Замечание вызвало взрыв смеха у бывалых конников, знавших, как особенно трудно бывает новичкам садиться на лошадь после первых дней езды.

Разговоры быстро затихали, и скоро лагерь погружался в сон. Только дежурный и дневальный, борясь со сном, сидели у костра, изредка перекидываясь фразами, да поодаль на полянке, громко фыркая и отбиваясь от комаров, паслись лошади. Отряд был разбит на два взвода. Назначены взводные командиры. На ночь для порядка и охраны лошадей назначался дежурный по биваку и дневальные.

Мы шли к северу, параллельно нашему читинскому фронту. Расстояние до фронта было еще настолько велико, что нам нечего было опасаться нападения противника и не вызывало особой необходимости принимать меры предосторожности.

Чтобы использовать утреннюю прохладу, мы поднялись на рассвете. Лагерь ожил, зашевелился, послышался говор, смех, запылали костры, варили чай, готовили седла, свертывали вьюки. Несмотря на приказ, выступить до восхода солнца не удалось. Люди еще не втянулись в походную жизнь, в особенности новички. Ругаясь и ворча, с трудом поднимались они после короткого сна. Широко расставляя ноги, медленно шли за лошадьми, пасшимися невдалеке. Ноги ныли и болели. Но ехать было нужно и, пересиливая боль, люди седлали лошадей и садились на них. Некоторые, не решаясь преодолеть боль при посадке верхом, тронулись в путь пешком, ведя лошадь на поводу.

Взводным командирам было приказано проверить седловку и вьюки. У некоторых я проверил сам. Сделал практические указания новичкам, и экспедиция в колонне по 2–3 человека потянулась по извилинам проселочной дороги, по горам, долинам, проселкам. Солнце поднималось, и начинало припекать. День обещал быть жарким. Люди снимали верхнюю одежду, оставаясь в одних рубашках. Партизаны пели свои песни, рассказывали о своих походах, боях и приключениях, которыми так богата была партизанская жизнь.

Даже во мне, на себе испытавшем все «прелести» партизанской жизни и борьбы в Забайкалье и в особенности в Западной Сибири, эти простые и бесхитростные рассказы партизан Восточного Забайкалья вызывали изумление и восхищение. А они даже не осознавали всей красоты и величия своих подвигов, рассказывали о героической борьбе партизан под руководством своих самородков, командиров — Журавлева, Якимова и Коротаева — против превосходящих сил противника, как о самых обыкновенных делах, само собой разумеющихся и понятных, как будто иначе и не могло быть. Ими руководило классовое сознание и чувство ненависти к буржуазии, атамановщине, офицерству, чувство солидарности с рабочими и крестьянами Советской России.

- Задания
• a. Воспроизведите без изменений часть отрывка о походе партизанского отряда между словами «Чтобы использовать утреннюю» и «лошадь на поводу.», включая их самих.
• b. Напишите продолжение отрывка о походе партизанского отряда, начиная сразу после его последнего предложения.
Приведённый далее материал с отрывком никак не связан.

- Исходные данные

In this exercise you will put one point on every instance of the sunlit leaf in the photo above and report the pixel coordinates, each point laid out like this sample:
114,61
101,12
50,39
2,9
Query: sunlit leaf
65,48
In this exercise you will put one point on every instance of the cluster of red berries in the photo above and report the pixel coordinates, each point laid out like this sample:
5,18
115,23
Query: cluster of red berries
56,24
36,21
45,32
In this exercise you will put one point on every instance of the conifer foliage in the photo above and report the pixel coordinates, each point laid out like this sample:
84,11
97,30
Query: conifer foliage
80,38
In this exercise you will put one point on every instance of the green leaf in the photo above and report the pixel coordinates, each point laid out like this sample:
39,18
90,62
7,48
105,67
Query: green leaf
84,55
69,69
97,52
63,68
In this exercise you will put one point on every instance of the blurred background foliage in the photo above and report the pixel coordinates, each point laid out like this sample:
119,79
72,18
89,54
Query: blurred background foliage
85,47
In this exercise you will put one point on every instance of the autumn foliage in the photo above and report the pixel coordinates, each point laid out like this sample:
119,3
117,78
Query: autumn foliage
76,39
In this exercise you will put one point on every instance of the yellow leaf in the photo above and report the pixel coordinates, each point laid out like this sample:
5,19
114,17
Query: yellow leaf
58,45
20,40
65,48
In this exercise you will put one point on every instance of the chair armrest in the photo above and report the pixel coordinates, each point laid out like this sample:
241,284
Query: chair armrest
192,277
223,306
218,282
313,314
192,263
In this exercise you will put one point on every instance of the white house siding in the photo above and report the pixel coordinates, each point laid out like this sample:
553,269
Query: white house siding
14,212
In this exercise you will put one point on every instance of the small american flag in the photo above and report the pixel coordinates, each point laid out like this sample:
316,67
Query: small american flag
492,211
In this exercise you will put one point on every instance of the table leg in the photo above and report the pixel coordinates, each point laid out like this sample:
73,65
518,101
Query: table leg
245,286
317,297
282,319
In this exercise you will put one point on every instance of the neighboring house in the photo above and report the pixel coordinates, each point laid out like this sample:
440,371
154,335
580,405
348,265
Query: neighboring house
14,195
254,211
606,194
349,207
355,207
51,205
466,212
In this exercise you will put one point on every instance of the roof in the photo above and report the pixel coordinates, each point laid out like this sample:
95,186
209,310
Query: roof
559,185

- Ответы
• a.
Чтобы использовать утреннюю прохладу, мы поднялись на рассвете. Лагерь ожил, зашевелился, послышался говор, смех, запылали костры, варили чай, готовили седла, свертывали вьюки. Несмотря на приказ, выступить до восхода солнца не удалось. Люди еще не втянулись в походную жизнь, в особенности новички. Ругаясь и ворча, с трудом поднимались они после короткого сна. Широко расставляя ноги, медленно шли за лошадьми, пасшимися невдалеке. Ноги ныли и болели. Но ехать было нужно и, пересиливая боль, люди седлали лошадей и садились на них. Некоторые, не решаясь преодолеть боль при посадке верхом, тронулись в путь пешком, ведя лошадь на поводу.

• b.
Я в свою очередь рассказывал им о героической борьбе сибирских партизан. Да и у каждого из участников этой экспедиции было что рассказывать, так как все были окурены пороховым дымом гражданской войны. Многие были ранены или побывали в плену у белых.

Много говорили о целях и задачах экспедиции, о природных трудностях, которые нам предстояло преодолеть и об опасностях, угрожавших нам со стороны белых. Но ни у кого не возникало сомнения в успехе нашего дела, в достижении поставленной цели. Все были солдаты революции, которым партия большевиков дала опасное задание, и мы обязаны его выполнить. А трудности были еще впереди, непосредственно нас они еще не коснулись да, пожалуй, не всеми сознавались. Но я представлял их ясно и часто мысленно переносился в жуткую глухую тайгу, по которой нам предстояло пройти, где на сотни километров не было человеческого жилья, не встретить ни одного человека, кроме разве разведки или засады белых, которые могли узнать о нашей экспедиции и постараться перерезать нам путь. А разве трудно было заблудиться в этом бескрайнем лесу и умереть с голода? Я гнал от себя эти мрачные мысли. Мы водили пальцем по карте сорокаверстке, изучая маршрут, прикидывали наши запасы продовольствия. Выходило как будто ничего. Но доверяться сорокаверстке на нашем пути было опасно, так как мы знали, что топографы, чертившие карту, вообще не бывали в этих местах.

Командирам взводов было приказано чаще проверять наши запасы и строго запрещалось пользоваться ими, пока шли населенными местами.

Через несколько дней пути мы вышли за линию фронта. Крайний левый фланг наших войск упирался в реку Витим, у села Романовского. Здесь стояла небольшая воинская часть, ведшая глубокую разведку в сторону Читы, но белые так глубока на север обычно не заходили. Отсюда же, из Романовского, поддерживалась агентурная связь с Читинской большевистской подпольной организацией.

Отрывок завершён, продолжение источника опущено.